> [Study text]
Time changes all things, and video games are no exception. Jumping from 2D scrolling platforms to the immersive 3D exploration worlds and advancements in virtual reality, many franchises are forced to evolve to survive. But not every franchise can successfully. While some companies and developers tread water and try to find a safe shore, even gaming giants are barely keeping their heads above the rising waters of demand these days. Sega almost drowned.
Jon Rooke, Sega Europe’s Marketing Director, knows this all too well. As Sega’s games jumped from the Genesis to the Dreamcast to compete with the Playstation and Nintendo 64, something got lost in the translation. Some say it was the plot of the games, some say it was the graphics, but trying to take their characters off their set paths and create environments and scenarios to run around loose in proved chaos and the company’s stock plummeted, forcing them to sell to a third party developer.
Recently, they found some hit and miss successes in partnerships with Nintendo and on the mobile platform. Despite their mobile games like Sonic Dash being a success, they took a beating to get to that point with titles such as Sonic Generations, Sonic 6, and Sonic Boom. In an interview with Marketing Week, Rooke explains the trials and errors of getting Sega back up on it’s red-and-white stripped feet.
Above: “Hit” and “MISSED IT BY A COUPLE OF MILES”.
“Sega has publicly apologized to the fans as the quality of console games in the Sonic franchise hasn’t been acceptable over recent years,” says Rooke. “It’s been tough translating that iconic side scrolling 2D experience from the 90’s into 3D but Sonic is still huge for us so the new games will be more inspired by how it played in its heyday.”
“Sega was an innovator, the Dreamcast was offering online gaming as early as 1998. But perhaps back then we were pushing boundaries a little too soon. Nowadays we know what we’re good at and the strategy is to be more gradual. Over the next few years, we want to use engaging content and marketing to remind the public why they fell in love with Sega in the first place.”

> [Required actions]
A – List every Sonic game title named in the Sega article.
B – Switch "Genesis" to "Mega Drive" and write out the Sega article from "Jon Rooke, Sega" down to "third party developer.".

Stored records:
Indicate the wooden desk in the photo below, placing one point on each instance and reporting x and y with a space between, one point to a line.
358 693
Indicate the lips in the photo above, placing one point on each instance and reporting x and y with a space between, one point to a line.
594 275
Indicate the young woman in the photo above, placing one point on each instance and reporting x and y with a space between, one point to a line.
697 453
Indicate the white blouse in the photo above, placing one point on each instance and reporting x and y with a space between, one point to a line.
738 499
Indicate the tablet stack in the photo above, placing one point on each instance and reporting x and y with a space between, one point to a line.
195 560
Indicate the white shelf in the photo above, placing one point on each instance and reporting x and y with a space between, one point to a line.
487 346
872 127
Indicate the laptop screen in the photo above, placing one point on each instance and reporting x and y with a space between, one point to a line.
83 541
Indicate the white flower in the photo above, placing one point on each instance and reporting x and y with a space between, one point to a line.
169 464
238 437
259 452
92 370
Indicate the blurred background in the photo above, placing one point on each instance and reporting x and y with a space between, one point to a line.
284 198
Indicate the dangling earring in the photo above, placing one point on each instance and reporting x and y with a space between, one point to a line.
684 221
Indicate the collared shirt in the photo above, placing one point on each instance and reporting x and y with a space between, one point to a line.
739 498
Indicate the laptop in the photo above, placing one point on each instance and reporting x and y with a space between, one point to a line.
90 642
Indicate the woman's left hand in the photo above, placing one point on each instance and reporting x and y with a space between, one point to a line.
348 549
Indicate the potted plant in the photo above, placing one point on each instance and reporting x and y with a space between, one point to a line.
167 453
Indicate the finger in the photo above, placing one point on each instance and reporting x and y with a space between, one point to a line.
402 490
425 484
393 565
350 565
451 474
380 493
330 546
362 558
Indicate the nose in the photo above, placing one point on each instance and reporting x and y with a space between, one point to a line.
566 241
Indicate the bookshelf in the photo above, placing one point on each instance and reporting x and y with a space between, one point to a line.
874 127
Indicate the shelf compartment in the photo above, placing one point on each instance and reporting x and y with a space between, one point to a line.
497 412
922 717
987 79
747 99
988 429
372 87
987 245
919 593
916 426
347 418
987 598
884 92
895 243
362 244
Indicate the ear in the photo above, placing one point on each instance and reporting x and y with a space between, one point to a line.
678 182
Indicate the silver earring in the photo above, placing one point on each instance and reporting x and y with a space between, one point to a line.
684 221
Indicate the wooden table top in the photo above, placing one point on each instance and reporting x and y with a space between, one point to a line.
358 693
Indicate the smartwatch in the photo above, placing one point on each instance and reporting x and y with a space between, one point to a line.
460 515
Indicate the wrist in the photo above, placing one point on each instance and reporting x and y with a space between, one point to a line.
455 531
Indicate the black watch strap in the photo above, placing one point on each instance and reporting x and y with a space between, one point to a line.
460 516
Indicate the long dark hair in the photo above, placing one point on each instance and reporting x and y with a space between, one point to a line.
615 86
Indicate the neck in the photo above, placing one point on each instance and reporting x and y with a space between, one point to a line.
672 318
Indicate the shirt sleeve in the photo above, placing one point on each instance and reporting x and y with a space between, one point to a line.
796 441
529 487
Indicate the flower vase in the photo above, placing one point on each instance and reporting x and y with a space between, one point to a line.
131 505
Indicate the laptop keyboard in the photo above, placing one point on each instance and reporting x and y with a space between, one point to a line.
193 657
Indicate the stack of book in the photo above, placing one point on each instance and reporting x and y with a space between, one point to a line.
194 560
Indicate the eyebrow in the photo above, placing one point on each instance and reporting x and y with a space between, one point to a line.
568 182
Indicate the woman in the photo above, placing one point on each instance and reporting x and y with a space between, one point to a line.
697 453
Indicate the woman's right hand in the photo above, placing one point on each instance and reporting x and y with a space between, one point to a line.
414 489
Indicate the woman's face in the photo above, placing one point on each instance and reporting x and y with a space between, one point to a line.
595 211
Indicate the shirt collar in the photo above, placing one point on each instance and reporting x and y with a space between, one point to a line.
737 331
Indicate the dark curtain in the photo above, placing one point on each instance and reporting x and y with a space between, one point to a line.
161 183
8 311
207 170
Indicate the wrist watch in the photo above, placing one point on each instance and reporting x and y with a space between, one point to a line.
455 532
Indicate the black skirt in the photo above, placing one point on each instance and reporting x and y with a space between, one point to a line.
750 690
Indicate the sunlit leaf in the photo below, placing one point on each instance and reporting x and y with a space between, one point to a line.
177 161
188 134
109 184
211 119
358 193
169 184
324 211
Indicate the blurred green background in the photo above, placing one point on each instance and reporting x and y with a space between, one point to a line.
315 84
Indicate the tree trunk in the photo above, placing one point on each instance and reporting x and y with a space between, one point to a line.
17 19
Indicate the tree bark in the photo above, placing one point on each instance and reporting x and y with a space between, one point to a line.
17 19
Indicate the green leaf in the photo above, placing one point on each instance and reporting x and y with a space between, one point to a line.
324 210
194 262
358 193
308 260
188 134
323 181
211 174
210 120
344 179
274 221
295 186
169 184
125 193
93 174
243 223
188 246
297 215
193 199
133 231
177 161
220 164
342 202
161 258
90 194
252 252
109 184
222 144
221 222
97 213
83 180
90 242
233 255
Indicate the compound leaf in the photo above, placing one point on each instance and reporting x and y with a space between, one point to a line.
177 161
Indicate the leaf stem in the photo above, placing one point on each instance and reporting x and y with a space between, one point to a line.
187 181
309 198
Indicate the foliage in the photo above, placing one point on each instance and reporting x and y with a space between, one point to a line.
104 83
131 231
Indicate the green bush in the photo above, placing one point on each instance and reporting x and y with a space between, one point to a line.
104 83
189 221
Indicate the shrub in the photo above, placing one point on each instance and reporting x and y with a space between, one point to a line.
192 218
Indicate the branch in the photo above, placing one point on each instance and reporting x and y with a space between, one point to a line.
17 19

> [Numbered answers]
A – Sonic Dash, Sonic Generations, Sonic 6, Sonic Boom

B –
Jon Rooke, Sega Europe’s Marketing Director, knows this all too well. As Sega’s games jumped from the Mega Drive to the Dreamcast to compete with the Playstation and Nintendo 64, something got lost in the translation. Some say it was the plot of the games, some say it was the graphics, but trying to take their characters off their set paths and create environments and scenarios to run around loose in proved chaos and the company’s stock plummeted, forcing them to sell to a third party developer.